**Enunciado:** Reproduce las líneas entre la que contiene "Can you find the food" y el final de los registros, ambos extremos incluidos, con las peticiones. Escala solo las coordenadas de las respuestas multiplicándolas por 2,15 y redondeando al entero más cercano (las mitades hacia arriba), sin tocar los números de las peticiones ni de sus ejemplos de formato.

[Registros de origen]
▬▬▬▬▬▬▬▬▬▬
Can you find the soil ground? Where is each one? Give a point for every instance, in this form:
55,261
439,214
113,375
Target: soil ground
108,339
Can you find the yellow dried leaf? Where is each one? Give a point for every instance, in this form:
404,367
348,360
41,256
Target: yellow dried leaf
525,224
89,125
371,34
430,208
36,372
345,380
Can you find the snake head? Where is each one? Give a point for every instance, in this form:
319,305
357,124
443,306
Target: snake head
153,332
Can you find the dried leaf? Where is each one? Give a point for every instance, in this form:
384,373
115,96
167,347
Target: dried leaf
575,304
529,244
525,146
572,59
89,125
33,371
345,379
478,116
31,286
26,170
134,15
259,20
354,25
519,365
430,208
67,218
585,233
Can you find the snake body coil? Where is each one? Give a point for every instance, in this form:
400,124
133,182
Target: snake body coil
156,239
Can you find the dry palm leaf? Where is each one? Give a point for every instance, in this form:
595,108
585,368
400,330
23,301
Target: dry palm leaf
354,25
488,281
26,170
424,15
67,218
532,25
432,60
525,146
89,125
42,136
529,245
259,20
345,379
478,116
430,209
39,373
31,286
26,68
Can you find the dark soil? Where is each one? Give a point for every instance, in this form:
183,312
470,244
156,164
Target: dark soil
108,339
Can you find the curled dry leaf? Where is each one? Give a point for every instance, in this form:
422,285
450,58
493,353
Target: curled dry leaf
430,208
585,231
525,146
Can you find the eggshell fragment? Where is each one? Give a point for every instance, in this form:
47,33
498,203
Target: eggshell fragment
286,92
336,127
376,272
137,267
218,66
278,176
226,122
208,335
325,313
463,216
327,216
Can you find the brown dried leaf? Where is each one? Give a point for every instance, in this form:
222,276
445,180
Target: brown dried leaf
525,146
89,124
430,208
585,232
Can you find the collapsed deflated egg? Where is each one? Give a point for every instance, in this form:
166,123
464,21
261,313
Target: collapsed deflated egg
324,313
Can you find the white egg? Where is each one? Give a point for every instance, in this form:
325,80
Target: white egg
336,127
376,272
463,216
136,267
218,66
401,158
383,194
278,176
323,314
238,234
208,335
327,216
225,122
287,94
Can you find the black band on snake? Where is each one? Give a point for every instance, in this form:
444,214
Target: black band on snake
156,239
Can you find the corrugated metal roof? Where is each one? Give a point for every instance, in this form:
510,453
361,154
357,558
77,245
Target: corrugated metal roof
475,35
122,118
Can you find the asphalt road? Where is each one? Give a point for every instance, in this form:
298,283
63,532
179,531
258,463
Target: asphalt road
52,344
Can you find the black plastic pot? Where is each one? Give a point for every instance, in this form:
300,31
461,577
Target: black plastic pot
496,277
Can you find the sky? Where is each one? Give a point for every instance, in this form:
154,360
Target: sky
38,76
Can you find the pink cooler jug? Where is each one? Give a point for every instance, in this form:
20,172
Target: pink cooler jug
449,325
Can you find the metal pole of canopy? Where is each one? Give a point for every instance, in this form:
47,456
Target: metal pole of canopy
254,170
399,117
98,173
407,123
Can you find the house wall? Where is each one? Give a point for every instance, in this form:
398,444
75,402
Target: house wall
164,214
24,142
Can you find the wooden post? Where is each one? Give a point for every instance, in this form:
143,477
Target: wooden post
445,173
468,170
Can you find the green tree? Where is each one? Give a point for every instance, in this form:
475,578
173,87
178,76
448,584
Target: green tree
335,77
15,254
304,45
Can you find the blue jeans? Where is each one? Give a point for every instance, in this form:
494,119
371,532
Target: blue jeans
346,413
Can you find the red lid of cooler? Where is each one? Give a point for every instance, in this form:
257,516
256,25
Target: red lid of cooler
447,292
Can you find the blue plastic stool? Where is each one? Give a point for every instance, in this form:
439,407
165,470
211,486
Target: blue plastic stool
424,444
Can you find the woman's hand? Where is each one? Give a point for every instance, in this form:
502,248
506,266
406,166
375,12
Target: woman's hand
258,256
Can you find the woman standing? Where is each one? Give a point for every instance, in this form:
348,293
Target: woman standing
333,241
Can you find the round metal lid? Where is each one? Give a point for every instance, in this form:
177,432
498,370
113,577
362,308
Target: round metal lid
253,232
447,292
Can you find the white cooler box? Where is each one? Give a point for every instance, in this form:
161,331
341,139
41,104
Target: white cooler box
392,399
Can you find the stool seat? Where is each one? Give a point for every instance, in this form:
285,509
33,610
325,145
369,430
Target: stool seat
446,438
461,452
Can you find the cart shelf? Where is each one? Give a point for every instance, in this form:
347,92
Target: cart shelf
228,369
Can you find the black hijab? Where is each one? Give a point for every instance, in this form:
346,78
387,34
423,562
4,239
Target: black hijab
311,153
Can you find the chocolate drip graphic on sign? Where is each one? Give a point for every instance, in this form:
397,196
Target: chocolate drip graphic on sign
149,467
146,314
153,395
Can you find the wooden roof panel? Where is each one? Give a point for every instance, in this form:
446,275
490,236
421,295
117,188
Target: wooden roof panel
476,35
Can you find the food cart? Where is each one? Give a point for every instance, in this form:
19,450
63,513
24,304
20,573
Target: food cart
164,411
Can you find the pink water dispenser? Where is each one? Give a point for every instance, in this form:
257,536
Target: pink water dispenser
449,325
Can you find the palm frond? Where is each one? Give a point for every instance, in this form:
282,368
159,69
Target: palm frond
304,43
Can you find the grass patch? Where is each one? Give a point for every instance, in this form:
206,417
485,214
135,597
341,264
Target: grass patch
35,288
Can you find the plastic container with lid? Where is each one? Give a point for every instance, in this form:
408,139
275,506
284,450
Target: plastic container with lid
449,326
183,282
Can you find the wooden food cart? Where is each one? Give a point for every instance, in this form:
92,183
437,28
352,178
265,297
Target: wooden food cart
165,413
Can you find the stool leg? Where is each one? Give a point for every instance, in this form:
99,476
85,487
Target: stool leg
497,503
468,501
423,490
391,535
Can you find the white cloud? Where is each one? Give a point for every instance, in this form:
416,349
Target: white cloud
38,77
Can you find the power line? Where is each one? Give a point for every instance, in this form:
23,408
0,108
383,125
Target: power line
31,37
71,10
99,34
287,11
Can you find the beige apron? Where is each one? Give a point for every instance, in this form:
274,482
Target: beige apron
▬▬▬▬▬▬▬▬▬▬
**Respuesta:**
Can you find the food cart? Where is each one? Give a point for every instance, in this form:
19,450
63,513
24,304
20,573
Target: food cart
353,884
Can you find the pink water dispenser? Where is each one? Give a point for every instance, in this form:
257,536
Target: pink water dispenser
965,699
Can you find the palm frond? Where is each one? Give a point for every instance, in this form:
282,368
159,69
Target: palm frond
654,92
Can you find the grass patch? Where is each one? Give a point for every instance, in this form:
206,417
485,214
135,597
341,264
Target: grass patch
75,619
Can you find the plastic container with lid? Where is each one? Give a point for every instance, in this form:
408,139
275,506
284,450
Target: plastic container with lid
965,701
393,606
Can you find the wooden food cart? Where is each one? Give a point for every instance, in this form:
92,183
437,28
352,178
265,297
Target: wooden food cart
355,888
Can you find the stool leg? Where is each one? Give a point for every instance, in this form:
99,476
85,487
Target: stool leg
1069,1081
1006,1077
909,1054
841,1150
Can you find the white cloud? Where is each one? Give a point for every instance, in this form:
416,349
Target: white cloud
82,166
Can you find the power line? Where is each one? Give a point for every instance, in this form:
23,408
0,108
383,125
Target: power line
67,80
153,22
213,73
617,24
Can you find the beige apron? Where is each one? Give a point for every instance, in this form:
274,482
Target: beige apron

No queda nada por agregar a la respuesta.